Texte fourni —

# # # #

Art. 2.Nul ne peut exploiter un établissement d'hébergement ou un établissement hôtelier s'il ne dispose pas d'une attestation par laquelle il est établi qu'il satisfait aux normes de sécurité en matière de protection contre l'incendie spécifiques aux établissements d'hébergement et aux établissements hôteliers.

Art. 3.Le Gouvernement détermine : 1° les normes de sécurité en matière de protection contre l'incendie spécifiques aux établissements d'hébergement et aux établissements hôteliers;2° le modèle de l'attestation de sécurité. Section 2. - L'attestation de sécurité

Art. 4.L'attestation de sécurité est délivrée lorsque les normes de sécurité sont remplies et qu'il est satisfait aux dispositions du Règlement général pour la protection du travail.

Art. 5.La durée de validité de l'attestation de sécurité est de cinq ans. [...] Section 3. - Procédure

Art. 6.La demande d'obtention d'une attestation de sécurité est adressée par recommandé au bourgmestre de la commune concernée.

Art. 7.Le bourgmestre statue sur cette demande dans les septante-cinq jours de sa réception en se basant sur l'avis en matière de sécurité incendie établi par le service d'incendie compétent.

Art. 8.La décision d'octroi, de refus ou d'octroi conditionnel de l'attestation est signifiée par recommandé au requérant.

La décision doit être motivée. En cas de refus, une copie de l'avis en matière de sécurité incendie doit être jointe à la décision.

Si la décision n'est pas notifiée au requérant dans le délai prévu à l'article 7, l'attestation est censée être refusée.

Art. 9.Le requérant peut dans les trente jours de la signification du refus ou dans les cent vingt jours à compter du dernier jour du délai prévu à l'article 7, introduire par recommandé un recours motivé auprès du Gouvernement.

Le recours est suspensif.

# # # #

Consigne écrite A — Selon le texte sur l'attestation de sécurité incendie des établissements d'hébergement, quelle est la durée de validité de cette attestation ?
Consigne écrite B — Prolongez le texte sur l'attestation de sécurité incendie des établissements d'hébergement en reprenant après sa dernière phrase.

Entrées de données extraites:
# # # #

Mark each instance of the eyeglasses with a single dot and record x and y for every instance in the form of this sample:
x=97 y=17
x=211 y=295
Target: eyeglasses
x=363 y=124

# # # #

Résultat A — Elle est valable cinq ans.

Résultat B —
Art. 10.§ 1er. Une dérogation aux normes spécifiques de sécurité peut être demandée à l'occasion de l'introduction d'un recours contre une décision relative à l'attestation de sécurité.

Un accusé de réception est signifié dans les dix jours de la réception du recours.

Le Gouvernement statue dans les nonante jours de la réception du recours après avoir demandé l'avis de la Commission de sécurité contre l'incendie pour établissements d'hébergement et établissements hôteliers.

La décision du Gouvernement est motivée et est signifiée au requérant par recommandé. § 2. Si la décision n'est pas signifiée dans le délai prévu au § 1er, le recours est censé être rejeté, sauf si le Gouvernement a signifié au requérant, dans le même délai, une décision motivée de prolonger exceptionnellement le délai. La prolongation ne peut dépasser trente jours. § 3. Si une dérogation est accordée, elle doit préciser les prescriptions spécifiques auxquelles on peut déroger et, le cas échéant, la période pour laquelle la dérogation est accordée. Section 4. - La Commission de sécurité contre l'incendie pour

établissements d'hébergement et établissements hôteliers

Art. 11.Il est créé une Commission de sécurité contre l'incendie pour établissements d'hébergement et établissements hôteliers, qui rend un avis lors de chaque recours introduit en application de l'article 9. [...] CHAPITRE III. - Dispositions particulières relatives aux établissements hôteliers

Art. 19.Nul ne peut exploiter un établissement hôtelier sans autorisation préalable, appelée autorisation hôtelière.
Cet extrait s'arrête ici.